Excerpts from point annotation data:
========================

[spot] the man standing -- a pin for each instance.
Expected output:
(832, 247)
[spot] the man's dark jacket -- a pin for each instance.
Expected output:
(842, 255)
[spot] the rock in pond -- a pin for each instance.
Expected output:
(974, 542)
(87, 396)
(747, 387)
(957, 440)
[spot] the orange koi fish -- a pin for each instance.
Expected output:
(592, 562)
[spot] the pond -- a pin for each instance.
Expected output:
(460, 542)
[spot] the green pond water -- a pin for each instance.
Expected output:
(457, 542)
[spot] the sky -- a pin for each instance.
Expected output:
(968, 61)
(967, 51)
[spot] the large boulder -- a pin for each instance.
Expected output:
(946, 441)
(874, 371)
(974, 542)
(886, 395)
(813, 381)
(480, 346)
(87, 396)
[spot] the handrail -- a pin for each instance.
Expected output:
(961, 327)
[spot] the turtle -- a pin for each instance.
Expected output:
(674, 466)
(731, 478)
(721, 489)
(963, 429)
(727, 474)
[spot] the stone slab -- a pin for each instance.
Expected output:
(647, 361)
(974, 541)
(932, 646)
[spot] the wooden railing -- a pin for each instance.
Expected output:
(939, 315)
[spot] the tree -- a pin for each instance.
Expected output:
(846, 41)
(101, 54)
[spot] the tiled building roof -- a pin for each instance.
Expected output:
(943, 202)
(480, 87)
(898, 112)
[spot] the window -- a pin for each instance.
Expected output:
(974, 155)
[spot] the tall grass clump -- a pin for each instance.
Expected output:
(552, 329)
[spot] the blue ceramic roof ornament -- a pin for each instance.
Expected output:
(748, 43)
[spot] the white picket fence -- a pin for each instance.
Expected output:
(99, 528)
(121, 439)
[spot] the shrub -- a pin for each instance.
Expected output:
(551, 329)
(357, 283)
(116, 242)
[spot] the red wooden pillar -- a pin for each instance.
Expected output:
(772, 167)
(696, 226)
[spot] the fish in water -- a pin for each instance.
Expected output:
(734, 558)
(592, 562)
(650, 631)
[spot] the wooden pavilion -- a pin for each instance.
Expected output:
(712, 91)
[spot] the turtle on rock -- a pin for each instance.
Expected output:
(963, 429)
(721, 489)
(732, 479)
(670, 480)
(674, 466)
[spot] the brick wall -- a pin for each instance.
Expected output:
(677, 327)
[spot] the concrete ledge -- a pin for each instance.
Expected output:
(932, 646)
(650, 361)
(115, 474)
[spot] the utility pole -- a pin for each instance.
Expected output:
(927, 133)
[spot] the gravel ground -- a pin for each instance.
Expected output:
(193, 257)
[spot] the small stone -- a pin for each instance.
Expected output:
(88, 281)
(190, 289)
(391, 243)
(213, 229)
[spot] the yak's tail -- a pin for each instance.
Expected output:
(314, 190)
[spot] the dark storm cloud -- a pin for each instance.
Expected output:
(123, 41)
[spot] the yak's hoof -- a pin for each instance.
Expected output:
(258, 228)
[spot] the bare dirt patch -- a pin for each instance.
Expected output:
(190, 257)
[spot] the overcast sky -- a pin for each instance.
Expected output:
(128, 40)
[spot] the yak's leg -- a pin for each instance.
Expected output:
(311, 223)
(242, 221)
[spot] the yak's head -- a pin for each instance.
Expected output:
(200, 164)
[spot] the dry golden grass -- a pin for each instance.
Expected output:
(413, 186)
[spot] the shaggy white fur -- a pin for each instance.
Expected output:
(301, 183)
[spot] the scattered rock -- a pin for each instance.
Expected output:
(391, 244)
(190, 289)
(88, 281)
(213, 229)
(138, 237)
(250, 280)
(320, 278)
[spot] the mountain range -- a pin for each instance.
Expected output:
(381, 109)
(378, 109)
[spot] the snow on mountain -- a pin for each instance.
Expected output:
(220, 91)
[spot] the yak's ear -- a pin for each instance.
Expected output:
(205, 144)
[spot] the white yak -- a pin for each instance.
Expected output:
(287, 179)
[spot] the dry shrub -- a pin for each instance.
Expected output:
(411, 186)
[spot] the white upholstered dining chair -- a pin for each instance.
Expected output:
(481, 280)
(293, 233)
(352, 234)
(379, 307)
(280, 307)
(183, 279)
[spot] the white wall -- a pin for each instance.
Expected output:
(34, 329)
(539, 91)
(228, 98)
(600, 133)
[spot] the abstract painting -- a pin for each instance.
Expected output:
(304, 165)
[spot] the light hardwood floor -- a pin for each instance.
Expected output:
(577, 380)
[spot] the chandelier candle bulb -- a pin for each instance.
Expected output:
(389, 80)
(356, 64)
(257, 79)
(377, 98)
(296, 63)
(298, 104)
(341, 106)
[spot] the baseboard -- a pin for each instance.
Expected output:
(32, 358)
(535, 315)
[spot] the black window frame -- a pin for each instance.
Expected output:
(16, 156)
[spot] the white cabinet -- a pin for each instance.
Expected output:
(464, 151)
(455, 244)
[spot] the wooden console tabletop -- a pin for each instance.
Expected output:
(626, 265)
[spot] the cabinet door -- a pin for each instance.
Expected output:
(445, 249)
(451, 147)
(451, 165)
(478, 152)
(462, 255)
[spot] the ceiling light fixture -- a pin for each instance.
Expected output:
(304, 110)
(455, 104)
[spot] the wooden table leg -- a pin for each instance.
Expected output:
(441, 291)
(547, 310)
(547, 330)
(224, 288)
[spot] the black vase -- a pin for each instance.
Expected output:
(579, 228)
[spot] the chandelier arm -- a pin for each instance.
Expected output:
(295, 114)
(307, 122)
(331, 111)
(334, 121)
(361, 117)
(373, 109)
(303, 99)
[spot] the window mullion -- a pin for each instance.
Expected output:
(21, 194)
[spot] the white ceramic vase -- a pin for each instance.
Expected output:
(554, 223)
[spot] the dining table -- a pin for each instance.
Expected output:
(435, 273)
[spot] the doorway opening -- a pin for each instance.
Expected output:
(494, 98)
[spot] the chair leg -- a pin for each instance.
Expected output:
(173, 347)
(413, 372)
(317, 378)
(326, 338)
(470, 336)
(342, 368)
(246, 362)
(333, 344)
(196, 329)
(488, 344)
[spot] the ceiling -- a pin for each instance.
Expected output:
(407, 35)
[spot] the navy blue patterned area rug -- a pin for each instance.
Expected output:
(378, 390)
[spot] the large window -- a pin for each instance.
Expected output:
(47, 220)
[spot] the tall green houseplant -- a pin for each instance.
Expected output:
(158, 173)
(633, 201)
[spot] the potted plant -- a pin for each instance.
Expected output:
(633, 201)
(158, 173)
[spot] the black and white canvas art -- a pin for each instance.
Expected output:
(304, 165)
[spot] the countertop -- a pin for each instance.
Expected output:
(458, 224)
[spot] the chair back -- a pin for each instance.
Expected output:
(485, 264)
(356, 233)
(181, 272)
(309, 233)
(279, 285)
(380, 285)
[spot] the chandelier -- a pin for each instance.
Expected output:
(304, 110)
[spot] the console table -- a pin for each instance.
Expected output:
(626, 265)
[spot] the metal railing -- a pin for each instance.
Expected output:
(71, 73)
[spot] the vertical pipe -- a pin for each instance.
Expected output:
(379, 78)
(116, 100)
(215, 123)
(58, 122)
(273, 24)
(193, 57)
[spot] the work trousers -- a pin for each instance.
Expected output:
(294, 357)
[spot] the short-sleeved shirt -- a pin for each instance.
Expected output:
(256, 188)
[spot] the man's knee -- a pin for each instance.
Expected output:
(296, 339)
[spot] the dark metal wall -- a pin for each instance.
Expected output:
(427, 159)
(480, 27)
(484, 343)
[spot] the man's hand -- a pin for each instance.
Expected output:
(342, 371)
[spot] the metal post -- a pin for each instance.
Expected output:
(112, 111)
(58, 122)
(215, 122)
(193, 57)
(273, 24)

========================

▸ **Written exercise**
From the line containing "[spot] the black and" through the closing line of the material above, return every line exactly and omit all others.

▸ **Output for this task**
[spot] the black and white canvas art -- a pin for each instance.
Expected output:
(304, 165)
[spot] the countertop -- a pin for each instance.
Expected output:
(458, 224)
[spot] the chair back -- a pin for each instance.
Expected output:
(485, 264)
(356, 233)
(181, 272)
(309, 233)
(279, 285)
(380, 285)
[spot] the chandelier -- a pin for each instance.
Expected output:
(304, 110)
[spot] the console table -- a pin for each instance.
Expected output:
(626, 265)
[spot] the metal railing -- a pin for each instance.
Expected output:
(71, 73)
[spot] the vertical pipe -- a pin for each instance.
Expected output:
(379, 78)
(116, 100)
(215, 123)
(58, 122)
(273, 24)
(193, 57)
[spot] the work trousers -- a pin for each instance.
Expected output:
(294, 357)
[spot] the short-sleeved shirt -- a pin for each instance.
Expected output:
(256, 188)
[spot] the man's knee -- a pin for each instance.
Expected output:
(296, 339)
[spot] the dark metal wall -- a pin for each instance.
Expected output:
(427, 159)
(480, 27)
(484, 343)
[spot] the man's hand -- a pin for each instance.
Expected output:
(342, 371)
[spot] the metal post -- a pin for each instance.
Expected output:
(112, 111)
(58, 122)
(215, 122)
(193, 57)
(273, 24)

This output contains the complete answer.